It’s amazing how quickly the level of transparency has increased in resort marketing the 10+ years I’ve been watching it through the lens of SlopeFillers.
We haven’t gone from 0-60 and there are many areas where we hold our cards closer, but the fact that resorts are so open about everything from snow conditions and rain to pricing and strategic moves is a testament to how far we’ve come.
What I want to do today is simply plant a seed about something to consider.
Your snow report usually comes with a lot of phrases that are slightly helpful but also much too broad to mean a whole lot. You know what I’m referring to:
These really doesn’t mean much to the average skier. It’s probably why some resorts have stopped describing the snow condition at all. When I audited ~20 random snow report pages a few months ago, almost 25% had stopped describing the snow at all.
So how do you show skiers what conditions truly are when words don’t suffice and photos really don’t convey differences between the actual snow surface?
The Sound of Snow
The first thing I do when I pull up to Nordic Valley’s parking lot is pretty simple: I listen. If I can’t hear the skiers above me making turns, I get a little extra excited.

> _Exercise A_:
Please rewrite the stretch of the snow report article from "Your snow report" through "snow at all.", replacing "average skier" with "typical skier".
> _Exercise B_:
According to the snow report article, what portion of the roughly 20 audited snow report pages had stopped describing the snow?

> _Given entries_:
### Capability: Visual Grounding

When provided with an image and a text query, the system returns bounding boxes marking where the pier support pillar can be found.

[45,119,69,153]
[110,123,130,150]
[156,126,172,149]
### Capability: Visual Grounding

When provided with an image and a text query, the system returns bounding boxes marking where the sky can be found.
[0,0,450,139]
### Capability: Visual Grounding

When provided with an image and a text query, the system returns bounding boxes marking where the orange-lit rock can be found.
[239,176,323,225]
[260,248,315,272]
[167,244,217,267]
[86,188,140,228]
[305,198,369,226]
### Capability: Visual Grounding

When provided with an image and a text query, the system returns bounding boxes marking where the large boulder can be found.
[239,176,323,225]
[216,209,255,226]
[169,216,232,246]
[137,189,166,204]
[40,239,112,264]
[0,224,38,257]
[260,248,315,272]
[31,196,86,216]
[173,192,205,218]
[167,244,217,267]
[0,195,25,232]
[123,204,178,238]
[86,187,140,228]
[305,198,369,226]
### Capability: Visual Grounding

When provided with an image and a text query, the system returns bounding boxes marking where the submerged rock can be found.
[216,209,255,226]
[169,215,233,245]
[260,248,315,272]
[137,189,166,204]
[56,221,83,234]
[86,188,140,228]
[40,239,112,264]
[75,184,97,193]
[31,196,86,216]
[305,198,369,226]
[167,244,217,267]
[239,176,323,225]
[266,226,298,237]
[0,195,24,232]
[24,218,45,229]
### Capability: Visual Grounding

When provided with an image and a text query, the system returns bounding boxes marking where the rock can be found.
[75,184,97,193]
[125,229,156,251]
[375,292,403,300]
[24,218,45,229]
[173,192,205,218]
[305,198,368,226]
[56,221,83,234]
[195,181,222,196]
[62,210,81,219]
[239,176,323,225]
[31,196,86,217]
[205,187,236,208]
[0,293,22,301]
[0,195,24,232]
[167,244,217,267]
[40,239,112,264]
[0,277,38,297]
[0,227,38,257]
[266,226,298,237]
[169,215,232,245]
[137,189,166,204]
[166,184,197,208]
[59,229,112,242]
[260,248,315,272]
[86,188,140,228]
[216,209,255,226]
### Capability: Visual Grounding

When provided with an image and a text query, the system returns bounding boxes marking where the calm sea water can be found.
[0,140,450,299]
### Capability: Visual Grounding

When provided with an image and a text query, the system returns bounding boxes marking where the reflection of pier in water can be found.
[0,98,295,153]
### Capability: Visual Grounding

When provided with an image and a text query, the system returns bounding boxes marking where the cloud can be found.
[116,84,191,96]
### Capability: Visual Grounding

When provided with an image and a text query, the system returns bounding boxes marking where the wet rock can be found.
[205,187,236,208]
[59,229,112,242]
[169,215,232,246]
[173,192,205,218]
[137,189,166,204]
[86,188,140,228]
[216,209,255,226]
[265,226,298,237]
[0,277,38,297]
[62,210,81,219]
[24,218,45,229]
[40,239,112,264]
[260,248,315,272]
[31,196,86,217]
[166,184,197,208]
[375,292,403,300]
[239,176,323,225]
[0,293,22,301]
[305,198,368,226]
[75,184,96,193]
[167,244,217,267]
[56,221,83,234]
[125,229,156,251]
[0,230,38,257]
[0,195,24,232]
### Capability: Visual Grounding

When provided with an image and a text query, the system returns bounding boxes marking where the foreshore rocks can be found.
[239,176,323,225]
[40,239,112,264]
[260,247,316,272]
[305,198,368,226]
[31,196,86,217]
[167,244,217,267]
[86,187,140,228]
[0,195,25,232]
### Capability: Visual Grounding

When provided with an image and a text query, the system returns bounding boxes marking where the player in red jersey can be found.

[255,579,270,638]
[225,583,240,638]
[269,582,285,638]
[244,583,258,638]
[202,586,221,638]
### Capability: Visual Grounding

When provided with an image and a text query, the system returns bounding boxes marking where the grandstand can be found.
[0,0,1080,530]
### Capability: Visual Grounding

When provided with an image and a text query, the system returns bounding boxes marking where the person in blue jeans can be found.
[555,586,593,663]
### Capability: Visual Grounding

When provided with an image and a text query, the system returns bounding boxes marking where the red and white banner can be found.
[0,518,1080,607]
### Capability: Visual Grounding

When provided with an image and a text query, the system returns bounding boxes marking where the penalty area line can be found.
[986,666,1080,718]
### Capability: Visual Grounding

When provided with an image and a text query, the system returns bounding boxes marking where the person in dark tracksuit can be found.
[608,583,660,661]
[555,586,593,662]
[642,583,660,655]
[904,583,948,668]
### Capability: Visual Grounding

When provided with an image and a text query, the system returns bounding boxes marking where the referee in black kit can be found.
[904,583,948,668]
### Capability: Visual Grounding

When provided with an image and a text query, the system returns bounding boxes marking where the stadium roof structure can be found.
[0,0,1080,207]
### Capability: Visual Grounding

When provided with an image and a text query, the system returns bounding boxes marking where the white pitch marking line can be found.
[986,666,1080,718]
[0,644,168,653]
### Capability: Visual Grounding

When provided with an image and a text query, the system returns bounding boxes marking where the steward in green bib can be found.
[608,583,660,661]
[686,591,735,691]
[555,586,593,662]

> _Written solution A_:
Your snow report usually comes with a lot of phrases that are slightly helpful but also much too broad to mean a whole lot. You know what I’m referring to:
These really doesn’t mean much to the typical skier. It’s probably why some resorts have stopped describing the snow condition at all. When I audited ~20 random snow report pages a few months ago, almost 25% had stopped describing the snow at all.

> _Written solution B_:
Almost 25%